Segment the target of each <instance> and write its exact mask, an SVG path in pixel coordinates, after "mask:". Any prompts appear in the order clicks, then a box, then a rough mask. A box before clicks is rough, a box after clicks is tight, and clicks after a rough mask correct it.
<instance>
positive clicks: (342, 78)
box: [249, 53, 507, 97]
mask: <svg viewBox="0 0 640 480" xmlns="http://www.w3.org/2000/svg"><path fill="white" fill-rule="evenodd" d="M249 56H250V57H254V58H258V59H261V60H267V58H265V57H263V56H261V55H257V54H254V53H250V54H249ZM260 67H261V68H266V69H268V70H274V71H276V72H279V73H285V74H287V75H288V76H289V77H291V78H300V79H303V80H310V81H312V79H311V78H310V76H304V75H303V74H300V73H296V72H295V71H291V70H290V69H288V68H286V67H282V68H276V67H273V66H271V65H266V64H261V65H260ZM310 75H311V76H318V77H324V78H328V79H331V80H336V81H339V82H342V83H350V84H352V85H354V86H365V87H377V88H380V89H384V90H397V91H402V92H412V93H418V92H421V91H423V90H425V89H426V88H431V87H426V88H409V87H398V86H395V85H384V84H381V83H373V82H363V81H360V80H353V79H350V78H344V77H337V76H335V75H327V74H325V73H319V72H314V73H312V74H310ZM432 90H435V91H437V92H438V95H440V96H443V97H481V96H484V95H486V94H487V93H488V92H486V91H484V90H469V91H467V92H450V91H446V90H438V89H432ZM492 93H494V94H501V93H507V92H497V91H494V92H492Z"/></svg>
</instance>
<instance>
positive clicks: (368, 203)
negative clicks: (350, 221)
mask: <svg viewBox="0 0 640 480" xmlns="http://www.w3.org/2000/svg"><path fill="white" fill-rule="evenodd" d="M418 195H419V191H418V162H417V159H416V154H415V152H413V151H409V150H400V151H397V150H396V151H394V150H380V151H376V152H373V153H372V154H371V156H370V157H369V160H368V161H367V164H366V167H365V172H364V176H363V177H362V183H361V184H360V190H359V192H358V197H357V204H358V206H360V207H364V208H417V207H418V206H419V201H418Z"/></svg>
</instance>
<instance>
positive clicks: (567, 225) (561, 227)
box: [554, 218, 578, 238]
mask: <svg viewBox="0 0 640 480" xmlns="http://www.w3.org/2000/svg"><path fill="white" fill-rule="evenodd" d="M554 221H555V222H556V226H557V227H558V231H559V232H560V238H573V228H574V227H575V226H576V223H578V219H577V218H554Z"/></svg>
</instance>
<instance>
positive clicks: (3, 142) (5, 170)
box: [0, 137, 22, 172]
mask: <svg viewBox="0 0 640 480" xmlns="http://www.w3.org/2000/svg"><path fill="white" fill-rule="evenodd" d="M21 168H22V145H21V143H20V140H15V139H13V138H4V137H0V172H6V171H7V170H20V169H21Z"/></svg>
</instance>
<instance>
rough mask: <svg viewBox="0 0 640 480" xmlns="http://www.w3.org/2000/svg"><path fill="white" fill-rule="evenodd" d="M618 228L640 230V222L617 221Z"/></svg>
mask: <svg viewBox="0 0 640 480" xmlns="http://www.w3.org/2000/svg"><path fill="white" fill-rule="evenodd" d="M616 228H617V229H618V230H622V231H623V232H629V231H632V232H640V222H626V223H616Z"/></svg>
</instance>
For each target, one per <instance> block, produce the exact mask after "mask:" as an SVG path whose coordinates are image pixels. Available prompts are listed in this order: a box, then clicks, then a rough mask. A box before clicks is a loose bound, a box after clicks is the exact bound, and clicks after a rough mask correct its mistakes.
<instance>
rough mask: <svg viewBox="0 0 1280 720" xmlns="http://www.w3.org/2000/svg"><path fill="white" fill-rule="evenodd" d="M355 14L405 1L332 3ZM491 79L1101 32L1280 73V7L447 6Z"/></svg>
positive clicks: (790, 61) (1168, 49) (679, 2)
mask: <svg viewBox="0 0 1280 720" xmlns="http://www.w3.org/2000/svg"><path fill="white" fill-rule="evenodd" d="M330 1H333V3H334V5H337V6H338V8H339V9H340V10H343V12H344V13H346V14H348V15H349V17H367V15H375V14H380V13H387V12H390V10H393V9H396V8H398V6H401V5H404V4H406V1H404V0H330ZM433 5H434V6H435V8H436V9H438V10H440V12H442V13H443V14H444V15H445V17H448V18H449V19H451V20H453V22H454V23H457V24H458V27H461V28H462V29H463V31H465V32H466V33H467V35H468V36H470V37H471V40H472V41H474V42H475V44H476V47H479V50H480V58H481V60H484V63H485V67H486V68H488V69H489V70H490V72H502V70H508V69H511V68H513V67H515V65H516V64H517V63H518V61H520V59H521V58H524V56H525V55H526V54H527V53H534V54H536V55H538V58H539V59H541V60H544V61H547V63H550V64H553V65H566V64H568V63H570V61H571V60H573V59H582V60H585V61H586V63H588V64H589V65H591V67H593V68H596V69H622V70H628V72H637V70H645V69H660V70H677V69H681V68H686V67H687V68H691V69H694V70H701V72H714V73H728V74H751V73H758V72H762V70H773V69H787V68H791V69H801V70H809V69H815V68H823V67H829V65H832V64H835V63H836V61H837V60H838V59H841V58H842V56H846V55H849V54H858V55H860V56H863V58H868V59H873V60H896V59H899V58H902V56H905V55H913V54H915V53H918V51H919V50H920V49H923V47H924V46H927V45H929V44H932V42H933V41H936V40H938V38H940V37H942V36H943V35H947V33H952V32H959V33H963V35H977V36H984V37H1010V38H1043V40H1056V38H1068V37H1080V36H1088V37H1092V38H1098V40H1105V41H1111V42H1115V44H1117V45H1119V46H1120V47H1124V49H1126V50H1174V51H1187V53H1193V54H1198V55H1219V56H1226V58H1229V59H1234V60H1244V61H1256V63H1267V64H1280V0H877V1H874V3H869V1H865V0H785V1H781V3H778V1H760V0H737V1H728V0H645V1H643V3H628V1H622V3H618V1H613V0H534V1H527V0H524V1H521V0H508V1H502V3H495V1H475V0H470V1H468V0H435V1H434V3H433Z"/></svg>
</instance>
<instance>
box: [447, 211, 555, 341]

What is required => Go through the listing above and copy each line that contains "prompts".

Result for this exercise =>
Segment the target of each <instance> and write its exact mask, an SVG path in pixel coordinates, after "mask:". Any prompts appear in the order clicks, then a box, then a rough mask. A box before clicks is rough, a box after clicks is tight, and clicks after a rough mask correct it.
For each target, one per <instance> block, produce the exact mask after "mask:" as an SVG path whose coordinates are image pixels. Available prompts are listed in this order: a box, then clicks, then a rough mask. A box before clicks is a loose bound, a box after clicks is the exact bound, and clicks after a rough mask correct its mistakes.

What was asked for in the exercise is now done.